▶ [INFORMATION PROVIDED]
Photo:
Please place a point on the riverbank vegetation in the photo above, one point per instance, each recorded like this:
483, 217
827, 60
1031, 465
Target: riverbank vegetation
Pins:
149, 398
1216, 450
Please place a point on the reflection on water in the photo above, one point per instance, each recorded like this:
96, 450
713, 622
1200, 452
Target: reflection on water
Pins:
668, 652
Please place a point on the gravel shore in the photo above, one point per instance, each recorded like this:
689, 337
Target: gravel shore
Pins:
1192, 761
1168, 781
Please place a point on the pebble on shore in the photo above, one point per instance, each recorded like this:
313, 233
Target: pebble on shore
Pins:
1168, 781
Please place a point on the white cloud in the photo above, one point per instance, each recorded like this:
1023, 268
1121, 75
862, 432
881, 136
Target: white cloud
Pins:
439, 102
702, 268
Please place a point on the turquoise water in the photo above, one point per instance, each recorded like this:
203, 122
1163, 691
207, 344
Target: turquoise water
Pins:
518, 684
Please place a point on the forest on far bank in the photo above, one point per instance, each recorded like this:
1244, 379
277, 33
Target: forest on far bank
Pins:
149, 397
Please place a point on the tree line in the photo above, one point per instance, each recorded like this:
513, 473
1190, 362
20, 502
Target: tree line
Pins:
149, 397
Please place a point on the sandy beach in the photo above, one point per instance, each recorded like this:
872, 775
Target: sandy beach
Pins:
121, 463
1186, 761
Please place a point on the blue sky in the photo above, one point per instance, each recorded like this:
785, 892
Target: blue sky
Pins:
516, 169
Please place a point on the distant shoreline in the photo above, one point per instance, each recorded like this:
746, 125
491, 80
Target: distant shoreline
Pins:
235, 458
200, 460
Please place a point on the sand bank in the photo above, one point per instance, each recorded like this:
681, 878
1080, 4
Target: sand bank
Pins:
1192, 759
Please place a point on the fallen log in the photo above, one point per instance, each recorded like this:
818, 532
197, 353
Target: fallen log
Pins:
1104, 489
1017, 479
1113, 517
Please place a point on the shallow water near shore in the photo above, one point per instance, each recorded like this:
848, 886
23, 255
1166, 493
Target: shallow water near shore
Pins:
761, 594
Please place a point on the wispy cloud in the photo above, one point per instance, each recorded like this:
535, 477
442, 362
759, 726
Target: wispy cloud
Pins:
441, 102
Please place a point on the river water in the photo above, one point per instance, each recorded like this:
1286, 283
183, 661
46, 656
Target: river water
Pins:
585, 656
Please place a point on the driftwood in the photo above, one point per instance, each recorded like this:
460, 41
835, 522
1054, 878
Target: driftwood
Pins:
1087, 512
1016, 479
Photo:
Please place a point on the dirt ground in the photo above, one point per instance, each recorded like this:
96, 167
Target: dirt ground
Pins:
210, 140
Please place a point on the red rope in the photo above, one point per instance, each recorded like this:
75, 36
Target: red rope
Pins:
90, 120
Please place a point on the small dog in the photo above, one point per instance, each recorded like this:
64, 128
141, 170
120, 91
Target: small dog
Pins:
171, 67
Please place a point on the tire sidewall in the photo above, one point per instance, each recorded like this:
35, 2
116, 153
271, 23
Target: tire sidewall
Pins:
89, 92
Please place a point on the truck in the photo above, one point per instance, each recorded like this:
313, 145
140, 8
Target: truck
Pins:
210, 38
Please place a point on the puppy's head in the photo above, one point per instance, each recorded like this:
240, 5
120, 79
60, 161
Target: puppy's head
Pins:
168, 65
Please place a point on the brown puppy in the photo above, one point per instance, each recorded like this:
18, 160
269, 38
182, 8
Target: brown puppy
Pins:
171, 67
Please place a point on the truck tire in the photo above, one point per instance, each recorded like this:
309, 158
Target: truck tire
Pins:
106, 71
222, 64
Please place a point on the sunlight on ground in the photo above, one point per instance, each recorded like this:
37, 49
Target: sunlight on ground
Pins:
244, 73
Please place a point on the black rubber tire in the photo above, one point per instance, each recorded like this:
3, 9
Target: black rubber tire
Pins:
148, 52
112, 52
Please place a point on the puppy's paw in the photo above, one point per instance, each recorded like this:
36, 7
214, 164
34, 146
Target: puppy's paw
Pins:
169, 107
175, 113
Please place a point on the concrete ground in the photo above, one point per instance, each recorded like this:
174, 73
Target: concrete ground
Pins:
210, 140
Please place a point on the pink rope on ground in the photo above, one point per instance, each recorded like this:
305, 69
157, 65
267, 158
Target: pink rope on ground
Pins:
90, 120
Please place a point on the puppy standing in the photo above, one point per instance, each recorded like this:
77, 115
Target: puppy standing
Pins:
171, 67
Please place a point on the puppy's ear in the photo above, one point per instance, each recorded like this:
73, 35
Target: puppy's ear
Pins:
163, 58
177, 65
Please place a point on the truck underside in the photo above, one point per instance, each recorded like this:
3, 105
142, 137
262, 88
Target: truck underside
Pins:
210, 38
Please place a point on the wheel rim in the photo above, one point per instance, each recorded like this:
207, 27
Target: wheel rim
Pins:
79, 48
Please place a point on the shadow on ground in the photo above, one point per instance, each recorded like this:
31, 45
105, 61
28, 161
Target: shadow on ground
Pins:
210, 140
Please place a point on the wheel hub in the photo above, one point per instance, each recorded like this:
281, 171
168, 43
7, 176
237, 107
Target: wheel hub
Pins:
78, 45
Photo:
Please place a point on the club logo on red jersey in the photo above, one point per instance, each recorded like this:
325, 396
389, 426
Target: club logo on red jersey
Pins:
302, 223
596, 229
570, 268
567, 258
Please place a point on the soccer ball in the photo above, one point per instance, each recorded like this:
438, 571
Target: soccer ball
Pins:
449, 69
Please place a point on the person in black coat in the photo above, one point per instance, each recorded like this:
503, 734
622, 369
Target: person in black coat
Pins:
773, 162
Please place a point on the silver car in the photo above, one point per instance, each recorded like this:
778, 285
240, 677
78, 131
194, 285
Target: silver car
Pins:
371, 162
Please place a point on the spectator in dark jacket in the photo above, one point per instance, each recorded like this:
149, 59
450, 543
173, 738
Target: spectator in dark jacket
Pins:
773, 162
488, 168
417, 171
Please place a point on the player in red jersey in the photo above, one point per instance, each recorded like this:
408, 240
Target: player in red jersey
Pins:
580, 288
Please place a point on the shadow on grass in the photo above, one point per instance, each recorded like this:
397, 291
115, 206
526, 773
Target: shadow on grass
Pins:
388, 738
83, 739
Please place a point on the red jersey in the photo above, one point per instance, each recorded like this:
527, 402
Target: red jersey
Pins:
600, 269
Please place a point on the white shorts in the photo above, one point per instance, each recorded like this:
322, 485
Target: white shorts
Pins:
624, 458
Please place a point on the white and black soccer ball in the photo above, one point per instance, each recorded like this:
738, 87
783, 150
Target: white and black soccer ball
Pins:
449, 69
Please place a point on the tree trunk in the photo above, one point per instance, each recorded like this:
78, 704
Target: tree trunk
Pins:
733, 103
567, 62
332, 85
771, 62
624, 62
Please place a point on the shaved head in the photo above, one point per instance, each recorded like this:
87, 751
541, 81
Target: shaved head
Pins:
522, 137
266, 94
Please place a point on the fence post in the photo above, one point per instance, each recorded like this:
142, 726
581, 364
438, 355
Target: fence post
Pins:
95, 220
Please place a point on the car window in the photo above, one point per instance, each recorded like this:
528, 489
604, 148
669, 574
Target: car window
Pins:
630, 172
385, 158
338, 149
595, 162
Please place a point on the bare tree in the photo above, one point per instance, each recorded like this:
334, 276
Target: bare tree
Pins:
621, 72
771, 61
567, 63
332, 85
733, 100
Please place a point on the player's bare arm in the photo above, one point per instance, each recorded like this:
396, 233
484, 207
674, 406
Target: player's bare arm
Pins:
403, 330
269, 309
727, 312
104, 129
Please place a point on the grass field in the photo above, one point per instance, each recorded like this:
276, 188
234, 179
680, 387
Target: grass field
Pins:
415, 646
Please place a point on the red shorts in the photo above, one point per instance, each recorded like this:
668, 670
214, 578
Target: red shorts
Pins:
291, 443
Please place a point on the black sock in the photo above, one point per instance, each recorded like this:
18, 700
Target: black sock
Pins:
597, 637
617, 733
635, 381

▶ [GIVEN REQUEST] Every line from the one containing "Please place a point on the shaved" through the last line of the entries must be written out verbatim, and no other line.

▶ [FINISHED EXERCISE]
Please place a point on the shaved head in the photo above, one point per instance, each recorded like this:
87, 751
541, 81
Target: shaved head
Pins:
522, 137
266, 94
Please place a point on the fence post in the photo above, one point per instance, each recorded like this:
142, 726
581, 364
438, 355
Target: fence post
Pins:
95, 220
Please place a point on the car window in the photo above, one point per instance, each recorded like this:
528, 489
604, 148
669, 574
Target: car window
Pins:
630, 172
385, 158
338, 149
595, 162
Please place a point on the bare tree in the photo above, one point per instance, each recorded like this:
334, 276
Target: bare tree
Pins:
621, 72
771, 61
567, 63
332, 85
733, 100
Please place a point on the player's bare arm in the photo above, one point per instance, each recorded like this:
396, 233
484, 207
674, 406
Target: player's bare arm
Pins:
403, 330
269, 309
727, 312
104, 129
Please place a point on the grass field in the photo above, one point per instance, each recorded like this:
276, 188
234, 179
680, 387
Target: grass field
Pins:
415, 646
Please place a point on the red shorts in the photo above, one point per instance, each recorded like this:
668, 670
214, 578
Target: red shorts
Pins:
291, 443
Please place a point on the black sock in the photo above, one point per instance, each recorded like this:
18, 700
Target: black sock
Pins:
597, 637
617, 733
635, 381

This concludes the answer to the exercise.